─── SUPPLIED DATA ───
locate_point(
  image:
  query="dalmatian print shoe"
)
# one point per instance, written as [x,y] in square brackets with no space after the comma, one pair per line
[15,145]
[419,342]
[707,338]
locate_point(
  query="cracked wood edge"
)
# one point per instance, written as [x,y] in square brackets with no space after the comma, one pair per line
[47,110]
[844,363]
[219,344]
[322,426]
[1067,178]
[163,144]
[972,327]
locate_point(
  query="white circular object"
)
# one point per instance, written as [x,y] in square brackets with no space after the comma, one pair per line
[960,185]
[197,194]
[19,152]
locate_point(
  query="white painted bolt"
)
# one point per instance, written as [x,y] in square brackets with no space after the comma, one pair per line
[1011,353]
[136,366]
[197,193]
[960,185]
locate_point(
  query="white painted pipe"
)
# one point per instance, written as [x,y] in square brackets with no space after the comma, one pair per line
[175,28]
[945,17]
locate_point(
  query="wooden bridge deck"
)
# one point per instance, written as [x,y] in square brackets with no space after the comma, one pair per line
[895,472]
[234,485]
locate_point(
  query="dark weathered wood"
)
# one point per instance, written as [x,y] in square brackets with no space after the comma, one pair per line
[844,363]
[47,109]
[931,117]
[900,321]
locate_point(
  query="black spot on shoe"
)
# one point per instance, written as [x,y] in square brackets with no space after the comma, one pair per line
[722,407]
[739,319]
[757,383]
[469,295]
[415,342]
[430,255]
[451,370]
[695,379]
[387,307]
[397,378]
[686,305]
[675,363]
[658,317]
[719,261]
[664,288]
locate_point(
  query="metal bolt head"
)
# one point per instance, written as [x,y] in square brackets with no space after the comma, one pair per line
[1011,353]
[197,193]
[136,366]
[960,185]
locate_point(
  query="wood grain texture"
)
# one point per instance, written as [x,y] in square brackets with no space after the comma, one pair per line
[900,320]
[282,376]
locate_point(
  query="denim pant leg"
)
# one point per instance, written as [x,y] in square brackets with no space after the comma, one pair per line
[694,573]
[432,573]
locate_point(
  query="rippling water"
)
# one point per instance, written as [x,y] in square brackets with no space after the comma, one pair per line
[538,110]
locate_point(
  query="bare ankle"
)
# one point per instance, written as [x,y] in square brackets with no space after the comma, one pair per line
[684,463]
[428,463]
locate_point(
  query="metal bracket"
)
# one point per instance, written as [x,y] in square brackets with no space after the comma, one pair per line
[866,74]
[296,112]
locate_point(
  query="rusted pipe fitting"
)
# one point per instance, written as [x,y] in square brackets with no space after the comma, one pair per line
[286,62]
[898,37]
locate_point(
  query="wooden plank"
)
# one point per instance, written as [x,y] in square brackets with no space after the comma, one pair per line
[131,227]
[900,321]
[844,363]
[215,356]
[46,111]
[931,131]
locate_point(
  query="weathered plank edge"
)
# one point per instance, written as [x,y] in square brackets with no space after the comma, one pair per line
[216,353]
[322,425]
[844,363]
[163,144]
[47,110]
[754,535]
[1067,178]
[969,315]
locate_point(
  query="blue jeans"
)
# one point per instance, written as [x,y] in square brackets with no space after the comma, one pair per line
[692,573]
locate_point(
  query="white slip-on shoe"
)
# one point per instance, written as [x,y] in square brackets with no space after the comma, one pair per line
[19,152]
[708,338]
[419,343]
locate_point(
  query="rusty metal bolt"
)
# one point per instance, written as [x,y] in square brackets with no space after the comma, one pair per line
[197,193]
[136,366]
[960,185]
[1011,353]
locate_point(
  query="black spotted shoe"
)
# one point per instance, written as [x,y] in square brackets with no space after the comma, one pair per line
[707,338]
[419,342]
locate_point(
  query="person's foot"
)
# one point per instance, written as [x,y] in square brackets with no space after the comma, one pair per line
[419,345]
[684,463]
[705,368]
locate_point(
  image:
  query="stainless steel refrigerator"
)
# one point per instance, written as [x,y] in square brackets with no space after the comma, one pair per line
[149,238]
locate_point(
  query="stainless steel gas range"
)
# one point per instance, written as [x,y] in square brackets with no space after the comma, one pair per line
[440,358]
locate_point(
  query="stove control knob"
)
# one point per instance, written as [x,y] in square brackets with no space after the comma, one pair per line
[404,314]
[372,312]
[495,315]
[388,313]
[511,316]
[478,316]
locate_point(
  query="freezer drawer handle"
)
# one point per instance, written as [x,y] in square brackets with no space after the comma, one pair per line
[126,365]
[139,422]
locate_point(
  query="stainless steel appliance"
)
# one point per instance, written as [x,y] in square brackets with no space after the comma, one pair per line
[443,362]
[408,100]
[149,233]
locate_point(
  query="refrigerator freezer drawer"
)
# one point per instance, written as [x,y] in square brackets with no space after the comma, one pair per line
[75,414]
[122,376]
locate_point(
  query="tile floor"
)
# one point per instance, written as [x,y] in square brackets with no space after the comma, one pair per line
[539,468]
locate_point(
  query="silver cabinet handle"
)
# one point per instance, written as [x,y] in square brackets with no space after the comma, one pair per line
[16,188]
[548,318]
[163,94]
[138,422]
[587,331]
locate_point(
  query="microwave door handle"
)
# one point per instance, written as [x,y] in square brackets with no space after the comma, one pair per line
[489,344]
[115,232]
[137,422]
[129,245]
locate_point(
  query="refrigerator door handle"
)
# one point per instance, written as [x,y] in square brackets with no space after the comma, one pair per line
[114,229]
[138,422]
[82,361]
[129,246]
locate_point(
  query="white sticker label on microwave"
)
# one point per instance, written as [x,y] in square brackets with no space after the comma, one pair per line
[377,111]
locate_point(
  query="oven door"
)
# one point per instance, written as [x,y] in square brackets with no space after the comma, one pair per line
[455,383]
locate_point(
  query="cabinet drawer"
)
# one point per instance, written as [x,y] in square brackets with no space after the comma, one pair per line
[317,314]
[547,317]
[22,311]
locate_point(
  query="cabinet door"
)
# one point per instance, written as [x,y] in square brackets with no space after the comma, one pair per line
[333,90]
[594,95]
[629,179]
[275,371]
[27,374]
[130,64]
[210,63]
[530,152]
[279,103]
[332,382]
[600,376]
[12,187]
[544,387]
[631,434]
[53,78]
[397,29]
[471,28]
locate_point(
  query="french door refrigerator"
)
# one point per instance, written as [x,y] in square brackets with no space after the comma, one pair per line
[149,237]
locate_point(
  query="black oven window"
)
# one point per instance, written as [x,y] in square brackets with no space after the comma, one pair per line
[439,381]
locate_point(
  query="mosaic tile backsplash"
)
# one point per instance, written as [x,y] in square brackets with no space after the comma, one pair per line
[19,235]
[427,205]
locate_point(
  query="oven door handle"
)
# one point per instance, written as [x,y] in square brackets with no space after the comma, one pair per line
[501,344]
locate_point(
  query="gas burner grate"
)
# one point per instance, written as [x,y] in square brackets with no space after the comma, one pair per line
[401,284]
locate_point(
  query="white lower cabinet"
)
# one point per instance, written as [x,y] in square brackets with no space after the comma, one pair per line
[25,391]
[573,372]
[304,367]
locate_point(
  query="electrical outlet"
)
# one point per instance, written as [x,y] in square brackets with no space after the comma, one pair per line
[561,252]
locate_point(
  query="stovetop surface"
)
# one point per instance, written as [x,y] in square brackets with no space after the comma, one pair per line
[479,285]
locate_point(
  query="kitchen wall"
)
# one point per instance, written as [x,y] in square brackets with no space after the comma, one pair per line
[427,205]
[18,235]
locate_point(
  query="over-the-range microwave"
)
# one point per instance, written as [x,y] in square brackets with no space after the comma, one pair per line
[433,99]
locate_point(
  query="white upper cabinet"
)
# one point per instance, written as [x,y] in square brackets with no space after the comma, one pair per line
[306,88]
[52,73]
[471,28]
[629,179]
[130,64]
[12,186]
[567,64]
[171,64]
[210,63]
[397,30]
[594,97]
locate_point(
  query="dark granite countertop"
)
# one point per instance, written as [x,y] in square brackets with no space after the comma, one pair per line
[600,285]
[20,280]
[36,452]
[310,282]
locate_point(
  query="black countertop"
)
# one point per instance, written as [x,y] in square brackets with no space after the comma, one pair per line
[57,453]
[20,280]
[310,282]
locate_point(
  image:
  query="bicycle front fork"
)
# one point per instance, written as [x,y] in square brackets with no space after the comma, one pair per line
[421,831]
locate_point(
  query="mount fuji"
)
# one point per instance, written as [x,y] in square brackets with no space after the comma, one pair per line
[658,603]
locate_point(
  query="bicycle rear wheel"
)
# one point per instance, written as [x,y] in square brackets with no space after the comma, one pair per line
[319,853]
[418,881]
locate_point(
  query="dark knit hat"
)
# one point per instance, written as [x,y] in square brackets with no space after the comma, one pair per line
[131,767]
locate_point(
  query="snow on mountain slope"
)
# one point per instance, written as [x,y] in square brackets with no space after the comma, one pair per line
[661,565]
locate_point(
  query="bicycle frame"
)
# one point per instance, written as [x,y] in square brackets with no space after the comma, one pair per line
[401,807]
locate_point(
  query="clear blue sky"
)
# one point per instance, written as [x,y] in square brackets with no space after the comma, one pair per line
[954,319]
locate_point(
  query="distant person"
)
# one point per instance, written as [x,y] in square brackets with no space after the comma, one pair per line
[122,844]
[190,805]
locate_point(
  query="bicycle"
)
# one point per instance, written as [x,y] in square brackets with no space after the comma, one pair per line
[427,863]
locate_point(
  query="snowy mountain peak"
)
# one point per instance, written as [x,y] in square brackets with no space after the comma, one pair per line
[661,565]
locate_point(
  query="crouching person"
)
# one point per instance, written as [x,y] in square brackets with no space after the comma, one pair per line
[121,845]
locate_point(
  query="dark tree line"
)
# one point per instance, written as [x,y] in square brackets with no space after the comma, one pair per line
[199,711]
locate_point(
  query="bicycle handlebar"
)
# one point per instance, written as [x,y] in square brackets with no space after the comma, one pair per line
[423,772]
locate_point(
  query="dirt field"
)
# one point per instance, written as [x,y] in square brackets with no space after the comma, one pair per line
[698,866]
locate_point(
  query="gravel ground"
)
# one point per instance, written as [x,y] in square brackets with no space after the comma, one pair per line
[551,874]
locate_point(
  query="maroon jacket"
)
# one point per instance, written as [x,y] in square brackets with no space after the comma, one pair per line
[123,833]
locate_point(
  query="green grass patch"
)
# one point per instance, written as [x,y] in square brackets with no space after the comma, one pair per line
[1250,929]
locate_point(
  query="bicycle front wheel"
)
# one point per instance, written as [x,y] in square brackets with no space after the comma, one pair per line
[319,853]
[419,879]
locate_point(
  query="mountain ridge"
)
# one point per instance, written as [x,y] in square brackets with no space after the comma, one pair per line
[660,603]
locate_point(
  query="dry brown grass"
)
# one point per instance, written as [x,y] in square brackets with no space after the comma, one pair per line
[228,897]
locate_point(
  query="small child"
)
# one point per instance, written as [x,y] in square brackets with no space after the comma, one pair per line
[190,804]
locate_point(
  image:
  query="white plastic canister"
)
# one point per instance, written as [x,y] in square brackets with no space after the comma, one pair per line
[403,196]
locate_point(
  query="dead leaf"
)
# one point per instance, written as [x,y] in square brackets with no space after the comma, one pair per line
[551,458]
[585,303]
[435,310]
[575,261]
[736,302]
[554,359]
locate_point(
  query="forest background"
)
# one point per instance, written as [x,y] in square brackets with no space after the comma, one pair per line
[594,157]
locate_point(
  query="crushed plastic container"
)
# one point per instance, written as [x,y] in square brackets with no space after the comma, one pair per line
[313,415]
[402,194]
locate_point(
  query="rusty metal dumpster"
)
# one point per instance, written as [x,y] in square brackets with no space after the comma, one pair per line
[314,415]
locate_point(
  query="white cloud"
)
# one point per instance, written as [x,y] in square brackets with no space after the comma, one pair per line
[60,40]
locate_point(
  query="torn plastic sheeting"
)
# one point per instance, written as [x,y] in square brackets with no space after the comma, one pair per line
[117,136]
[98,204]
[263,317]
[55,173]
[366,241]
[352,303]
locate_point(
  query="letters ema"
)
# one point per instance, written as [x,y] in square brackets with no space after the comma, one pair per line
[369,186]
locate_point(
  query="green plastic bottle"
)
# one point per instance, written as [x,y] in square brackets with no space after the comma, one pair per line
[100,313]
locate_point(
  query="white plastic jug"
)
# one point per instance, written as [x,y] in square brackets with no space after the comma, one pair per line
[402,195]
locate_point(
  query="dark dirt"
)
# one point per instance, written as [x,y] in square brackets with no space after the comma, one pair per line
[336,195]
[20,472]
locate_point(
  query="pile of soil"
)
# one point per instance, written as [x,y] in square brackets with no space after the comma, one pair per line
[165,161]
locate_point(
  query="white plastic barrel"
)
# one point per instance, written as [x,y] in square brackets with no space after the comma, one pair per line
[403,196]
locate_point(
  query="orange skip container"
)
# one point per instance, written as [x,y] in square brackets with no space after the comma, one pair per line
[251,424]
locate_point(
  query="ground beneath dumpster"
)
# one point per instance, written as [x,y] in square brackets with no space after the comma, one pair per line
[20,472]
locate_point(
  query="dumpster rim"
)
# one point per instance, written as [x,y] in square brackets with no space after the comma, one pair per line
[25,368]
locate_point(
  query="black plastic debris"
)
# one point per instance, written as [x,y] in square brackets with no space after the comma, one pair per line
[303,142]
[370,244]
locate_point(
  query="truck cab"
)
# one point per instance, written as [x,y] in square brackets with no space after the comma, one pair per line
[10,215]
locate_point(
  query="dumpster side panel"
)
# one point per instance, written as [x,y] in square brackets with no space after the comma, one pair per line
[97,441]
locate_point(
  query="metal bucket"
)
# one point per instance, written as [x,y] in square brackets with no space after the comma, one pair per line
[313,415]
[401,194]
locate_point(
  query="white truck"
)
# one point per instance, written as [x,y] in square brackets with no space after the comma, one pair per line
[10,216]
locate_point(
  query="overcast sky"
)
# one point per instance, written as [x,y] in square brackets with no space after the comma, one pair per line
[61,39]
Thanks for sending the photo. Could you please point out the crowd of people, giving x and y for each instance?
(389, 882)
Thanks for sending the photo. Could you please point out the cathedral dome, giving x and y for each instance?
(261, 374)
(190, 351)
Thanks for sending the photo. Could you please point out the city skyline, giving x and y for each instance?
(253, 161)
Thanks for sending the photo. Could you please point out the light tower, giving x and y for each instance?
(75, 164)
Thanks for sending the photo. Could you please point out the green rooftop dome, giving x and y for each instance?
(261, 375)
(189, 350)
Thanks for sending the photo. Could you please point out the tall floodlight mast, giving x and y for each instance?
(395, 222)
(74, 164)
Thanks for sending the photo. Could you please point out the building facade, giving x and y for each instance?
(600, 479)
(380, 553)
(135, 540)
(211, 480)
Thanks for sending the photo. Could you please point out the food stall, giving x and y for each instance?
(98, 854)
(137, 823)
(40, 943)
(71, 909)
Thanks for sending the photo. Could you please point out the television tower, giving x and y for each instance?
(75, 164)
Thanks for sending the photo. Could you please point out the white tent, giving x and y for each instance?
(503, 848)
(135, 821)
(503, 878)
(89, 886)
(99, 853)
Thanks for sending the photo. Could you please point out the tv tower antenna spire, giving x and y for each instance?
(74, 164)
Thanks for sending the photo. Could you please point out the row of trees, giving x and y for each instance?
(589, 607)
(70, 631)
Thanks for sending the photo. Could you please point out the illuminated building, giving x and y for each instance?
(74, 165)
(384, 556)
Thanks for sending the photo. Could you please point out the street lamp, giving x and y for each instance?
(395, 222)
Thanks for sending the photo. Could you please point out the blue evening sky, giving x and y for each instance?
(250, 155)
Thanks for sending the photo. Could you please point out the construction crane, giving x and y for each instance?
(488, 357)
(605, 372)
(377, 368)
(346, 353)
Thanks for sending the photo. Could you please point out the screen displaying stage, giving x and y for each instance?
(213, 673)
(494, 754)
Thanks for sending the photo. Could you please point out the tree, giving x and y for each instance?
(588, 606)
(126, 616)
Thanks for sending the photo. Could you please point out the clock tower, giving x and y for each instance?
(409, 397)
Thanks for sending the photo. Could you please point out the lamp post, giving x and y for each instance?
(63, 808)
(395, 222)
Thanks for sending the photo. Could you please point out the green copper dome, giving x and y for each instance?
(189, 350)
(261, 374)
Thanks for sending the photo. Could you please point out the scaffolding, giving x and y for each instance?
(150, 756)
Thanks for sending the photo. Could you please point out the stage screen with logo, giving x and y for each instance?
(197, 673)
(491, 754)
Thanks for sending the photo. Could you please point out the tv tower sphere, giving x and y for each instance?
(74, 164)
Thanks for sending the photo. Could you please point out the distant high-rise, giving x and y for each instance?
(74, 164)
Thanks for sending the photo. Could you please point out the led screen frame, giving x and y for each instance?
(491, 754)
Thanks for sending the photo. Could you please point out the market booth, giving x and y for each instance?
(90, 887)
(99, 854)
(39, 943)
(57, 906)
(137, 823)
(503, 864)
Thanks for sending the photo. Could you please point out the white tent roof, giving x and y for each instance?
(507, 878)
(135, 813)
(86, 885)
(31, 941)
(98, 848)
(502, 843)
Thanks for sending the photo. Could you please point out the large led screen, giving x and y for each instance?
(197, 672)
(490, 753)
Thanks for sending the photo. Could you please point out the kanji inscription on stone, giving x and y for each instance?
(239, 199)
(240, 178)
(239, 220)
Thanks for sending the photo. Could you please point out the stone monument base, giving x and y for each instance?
───
_WHAT THE EXERCISE ASKS_: Repeat only the stretch of lines starting at the one containing "high-rise, giving x and y for each instance?" and running to the final line of the entries above.

_COMPLETE RESPONSE_:
Thanks for sending the photo. Could you please point out the distant high-rise, giving x and y for each instance?
(74, 164)
Thanks for sending the photo. Could you please point out the led screen frame, giving x and y for each instance?
(491, 754)
Thanks for sending the photo. Could you please point out the market booth, giving x and y for each instance?
(90, 887)
(99, 854)
(39, 943)
(57, 906)
(137, 823)
(503, 864)
Thanks for sending the photo. Could you please point out the white tent roof, giving x and y for each instance?
(507, 878)
(135, 813)
(86, 885)
(31, 941)
(98, 848)
(502, 843)
Thanks for sending the photo. Could you please point out the large led screen, giving x and y for each instance?
(197, 672)
(490, 753)
Thanks for sending the photo. Could you please point out the kanji inscription on stone, giving x and y for each instance?
(239, 199)
(240, 178)
(239, 220)
Thanks for sending the photo. Could you please point out the stone monument base, giving x and y for each instance?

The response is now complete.